=== REQUIRED WORK ===
Copy out every line in the entries below that includes "boat".

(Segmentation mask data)

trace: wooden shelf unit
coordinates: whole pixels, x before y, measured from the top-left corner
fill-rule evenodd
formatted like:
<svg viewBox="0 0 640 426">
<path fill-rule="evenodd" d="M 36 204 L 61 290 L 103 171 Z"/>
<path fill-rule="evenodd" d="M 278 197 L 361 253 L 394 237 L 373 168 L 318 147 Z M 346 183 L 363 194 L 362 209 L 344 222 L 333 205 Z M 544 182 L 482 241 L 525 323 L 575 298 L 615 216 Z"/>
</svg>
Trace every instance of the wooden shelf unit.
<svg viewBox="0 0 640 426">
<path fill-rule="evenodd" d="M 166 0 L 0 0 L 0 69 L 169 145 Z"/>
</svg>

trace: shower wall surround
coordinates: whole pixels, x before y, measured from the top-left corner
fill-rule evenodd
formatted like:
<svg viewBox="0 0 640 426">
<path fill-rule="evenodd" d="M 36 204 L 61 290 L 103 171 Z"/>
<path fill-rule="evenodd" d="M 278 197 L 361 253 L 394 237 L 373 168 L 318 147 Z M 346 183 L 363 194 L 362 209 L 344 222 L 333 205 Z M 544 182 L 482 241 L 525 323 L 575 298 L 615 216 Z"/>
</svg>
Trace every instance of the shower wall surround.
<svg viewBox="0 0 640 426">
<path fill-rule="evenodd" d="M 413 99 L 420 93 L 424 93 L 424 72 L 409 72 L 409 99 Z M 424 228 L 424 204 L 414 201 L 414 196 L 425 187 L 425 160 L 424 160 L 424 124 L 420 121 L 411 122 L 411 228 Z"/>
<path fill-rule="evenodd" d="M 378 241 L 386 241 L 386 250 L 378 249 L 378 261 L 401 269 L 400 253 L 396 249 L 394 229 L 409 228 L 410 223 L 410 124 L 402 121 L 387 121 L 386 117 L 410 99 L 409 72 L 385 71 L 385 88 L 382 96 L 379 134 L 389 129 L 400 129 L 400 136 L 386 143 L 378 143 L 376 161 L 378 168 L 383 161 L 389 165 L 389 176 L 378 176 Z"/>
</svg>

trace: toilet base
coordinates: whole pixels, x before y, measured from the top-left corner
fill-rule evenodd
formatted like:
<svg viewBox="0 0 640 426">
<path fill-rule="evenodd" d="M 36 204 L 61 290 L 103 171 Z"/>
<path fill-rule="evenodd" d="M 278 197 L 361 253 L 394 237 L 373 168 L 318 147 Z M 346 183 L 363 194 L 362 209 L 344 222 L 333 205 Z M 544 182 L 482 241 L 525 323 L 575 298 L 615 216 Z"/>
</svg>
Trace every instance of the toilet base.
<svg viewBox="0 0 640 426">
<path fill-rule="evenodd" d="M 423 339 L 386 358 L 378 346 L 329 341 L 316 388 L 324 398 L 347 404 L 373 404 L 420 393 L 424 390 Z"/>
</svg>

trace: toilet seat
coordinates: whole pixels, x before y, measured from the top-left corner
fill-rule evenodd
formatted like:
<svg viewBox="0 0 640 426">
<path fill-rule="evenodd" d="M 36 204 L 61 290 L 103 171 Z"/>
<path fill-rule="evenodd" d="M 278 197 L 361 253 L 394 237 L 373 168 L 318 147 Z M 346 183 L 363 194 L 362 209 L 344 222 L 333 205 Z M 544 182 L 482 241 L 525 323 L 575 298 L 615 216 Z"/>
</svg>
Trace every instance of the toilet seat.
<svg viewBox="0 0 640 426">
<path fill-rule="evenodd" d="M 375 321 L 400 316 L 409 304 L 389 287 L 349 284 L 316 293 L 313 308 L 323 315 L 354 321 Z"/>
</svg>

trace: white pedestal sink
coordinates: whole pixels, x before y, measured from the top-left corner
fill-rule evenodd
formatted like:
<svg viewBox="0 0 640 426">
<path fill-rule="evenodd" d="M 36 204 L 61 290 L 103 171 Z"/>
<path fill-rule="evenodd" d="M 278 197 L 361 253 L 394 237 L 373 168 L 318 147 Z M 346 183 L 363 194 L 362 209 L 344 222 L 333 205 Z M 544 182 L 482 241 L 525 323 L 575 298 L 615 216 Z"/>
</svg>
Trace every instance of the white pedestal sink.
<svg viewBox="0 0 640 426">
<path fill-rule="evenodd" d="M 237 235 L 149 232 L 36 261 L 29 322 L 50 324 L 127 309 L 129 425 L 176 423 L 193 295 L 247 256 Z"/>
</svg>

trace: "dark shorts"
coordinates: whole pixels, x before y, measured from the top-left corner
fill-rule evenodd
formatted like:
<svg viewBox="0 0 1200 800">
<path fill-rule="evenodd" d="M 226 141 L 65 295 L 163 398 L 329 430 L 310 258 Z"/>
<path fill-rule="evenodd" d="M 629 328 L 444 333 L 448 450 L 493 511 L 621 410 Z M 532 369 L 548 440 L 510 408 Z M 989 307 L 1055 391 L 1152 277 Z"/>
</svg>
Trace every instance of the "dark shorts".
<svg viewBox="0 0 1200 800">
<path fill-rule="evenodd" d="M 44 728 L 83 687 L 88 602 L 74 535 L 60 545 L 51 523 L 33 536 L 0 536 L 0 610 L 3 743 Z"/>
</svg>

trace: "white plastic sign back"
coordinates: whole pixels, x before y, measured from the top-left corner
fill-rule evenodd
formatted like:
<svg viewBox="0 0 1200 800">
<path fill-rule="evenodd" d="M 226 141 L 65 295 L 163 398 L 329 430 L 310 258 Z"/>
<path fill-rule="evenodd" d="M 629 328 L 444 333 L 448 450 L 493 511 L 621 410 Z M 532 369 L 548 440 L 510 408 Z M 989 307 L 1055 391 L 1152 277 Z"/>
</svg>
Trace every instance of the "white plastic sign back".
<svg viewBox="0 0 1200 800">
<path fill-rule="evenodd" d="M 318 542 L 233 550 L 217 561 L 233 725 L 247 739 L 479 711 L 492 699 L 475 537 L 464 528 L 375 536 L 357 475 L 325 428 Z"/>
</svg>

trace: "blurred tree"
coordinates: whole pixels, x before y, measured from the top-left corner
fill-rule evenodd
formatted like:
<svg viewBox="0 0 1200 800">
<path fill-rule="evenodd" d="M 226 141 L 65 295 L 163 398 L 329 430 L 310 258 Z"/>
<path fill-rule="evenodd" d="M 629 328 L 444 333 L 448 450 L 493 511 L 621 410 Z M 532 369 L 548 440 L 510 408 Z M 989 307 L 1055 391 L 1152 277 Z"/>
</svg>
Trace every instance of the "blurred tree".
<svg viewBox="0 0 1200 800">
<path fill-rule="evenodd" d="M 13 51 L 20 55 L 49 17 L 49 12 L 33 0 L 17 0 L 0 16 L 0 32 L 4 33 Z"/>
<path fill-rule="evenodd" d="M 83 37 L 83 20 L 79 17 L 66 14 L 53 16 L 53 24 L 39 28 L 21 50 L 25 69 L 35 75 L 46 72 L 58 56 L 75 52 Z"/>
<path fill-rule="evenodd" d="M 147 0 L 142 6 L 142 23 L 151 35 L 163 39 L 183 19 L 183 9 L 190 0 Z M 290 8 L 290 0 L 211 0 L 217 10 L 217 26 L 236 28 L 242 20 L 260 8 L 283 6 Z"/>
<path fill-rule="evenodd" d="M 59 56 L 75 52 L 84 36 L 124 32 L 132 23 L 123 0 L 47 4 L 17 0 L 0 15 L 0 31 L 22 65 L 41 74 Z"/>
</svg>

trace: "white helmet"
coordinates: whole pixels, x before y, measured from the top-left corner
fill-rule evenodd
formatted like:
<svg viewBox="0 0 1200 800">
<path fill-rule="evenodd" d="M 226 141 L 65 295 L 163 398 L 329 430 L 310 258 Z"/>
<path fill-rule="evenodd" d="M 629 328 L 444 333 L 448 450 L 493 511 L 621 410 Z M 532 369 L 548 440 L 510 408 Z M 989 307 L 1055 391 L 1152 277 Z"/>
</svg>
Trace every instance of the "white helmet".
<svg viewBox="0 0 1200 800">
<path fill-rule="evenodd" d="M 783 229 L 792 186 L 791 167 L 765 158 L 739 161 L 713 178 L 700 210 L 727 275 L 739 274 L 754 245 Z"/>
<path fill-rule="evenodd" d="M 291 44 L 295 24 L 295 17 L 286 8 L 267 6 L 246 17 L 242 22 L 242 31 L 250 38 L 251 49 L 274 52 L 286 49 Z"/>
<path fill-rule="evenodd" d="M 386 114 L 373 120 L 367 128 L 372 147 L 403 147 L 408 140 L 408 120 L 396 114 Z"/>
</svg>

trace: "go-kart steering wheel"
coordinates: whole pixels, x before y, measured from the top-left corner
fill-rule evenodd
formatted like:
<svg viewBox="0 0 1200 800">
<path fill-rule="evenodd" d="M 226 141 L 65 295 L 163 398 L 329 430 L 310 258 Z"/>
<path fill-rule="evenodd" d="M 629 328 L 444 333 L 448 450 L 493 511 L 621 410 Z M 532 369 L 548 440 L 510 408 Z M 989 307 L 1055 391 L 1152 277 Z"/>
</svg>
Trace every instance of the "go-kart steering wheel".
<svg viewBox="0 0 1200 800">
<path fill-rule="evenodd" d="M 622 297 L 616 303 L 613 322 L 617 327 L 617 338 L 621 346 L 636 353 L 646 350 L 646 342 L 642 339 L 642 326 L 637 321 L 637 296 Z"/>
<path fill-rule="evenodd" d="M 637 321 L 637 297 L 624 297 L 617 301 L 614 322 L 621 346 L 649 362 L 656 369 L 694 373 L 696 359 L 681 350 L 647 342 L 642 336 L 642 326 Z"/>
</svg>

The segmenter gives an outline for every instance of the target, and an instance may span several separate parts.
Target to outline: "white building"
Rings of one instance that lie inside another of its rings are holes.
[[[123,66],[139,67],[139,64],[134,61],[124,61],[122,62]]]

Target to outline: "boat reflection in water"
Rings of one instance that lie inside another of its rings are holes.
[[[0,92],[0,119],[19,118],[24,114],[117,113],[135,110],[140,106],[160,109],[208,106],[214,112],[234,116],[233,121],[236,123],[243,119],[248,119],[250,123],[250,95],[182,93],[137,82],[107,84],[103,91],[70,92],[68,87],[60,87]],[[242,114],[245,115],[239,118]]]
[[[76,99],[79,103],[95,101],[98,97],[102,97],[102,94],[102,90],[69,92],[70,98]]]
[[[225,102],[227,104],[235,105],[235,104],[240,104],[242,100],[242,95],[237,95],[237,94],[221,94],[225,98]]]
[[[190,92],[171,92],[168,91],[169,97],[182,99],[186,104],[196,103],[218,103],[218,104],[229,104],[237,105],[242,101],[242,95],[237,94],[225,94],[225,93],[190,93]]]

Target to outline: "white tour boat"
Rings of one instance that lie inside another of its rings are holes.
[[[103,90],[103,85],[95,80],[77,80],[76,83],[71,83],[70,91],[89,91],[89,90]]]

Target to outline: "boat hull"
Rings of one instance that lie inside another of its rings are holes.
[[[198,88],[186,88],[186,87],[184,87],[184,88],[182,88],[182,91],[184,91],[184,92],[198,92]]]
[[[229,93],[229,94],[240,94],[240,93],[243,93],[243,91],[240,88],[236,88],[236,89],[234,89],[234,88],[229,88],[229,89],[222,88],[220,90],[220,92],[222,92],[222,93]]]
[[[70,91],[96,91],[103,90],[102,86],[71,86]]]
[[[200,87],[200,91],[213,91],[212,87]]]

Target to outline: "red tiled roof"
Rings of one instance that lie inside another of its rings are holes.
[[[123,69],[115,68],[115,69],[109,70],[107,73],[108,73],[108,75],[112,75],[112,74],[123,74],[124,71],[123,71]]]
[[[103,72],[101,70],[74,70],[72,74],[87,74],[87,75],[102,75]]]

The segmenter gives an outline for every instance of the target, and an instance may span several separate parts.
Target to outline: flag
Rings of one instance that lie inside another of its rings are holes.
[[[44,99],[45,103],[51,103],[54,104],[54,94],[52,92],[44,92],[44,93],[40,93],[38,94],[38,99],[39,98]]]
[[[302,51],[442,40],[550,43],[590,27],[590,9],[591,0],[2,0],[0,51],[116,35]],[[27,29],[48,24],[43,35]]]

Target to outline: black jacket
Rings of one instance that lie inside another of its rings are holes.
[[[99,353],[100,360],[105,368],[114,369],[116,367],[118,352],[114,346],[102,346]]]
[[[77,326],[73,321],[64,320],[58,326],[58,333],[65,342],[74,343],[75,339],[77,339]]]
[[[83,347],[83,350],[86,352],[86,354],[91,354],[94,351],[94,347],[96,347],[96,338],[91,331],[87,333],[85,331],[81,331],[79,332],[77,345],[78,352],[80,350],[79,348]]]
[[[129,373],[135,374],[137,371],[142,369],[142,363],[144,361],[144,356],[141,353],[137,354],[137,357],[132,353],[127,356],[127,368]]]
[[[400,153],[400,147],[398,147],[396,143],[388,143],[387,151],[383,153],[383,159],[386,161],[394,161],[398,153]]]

=== ANSWER FOR THE TASK ===
Target to outline: "boat reflection in water"
Target to outline: "white tour boat"
Target to outline: "boat hull"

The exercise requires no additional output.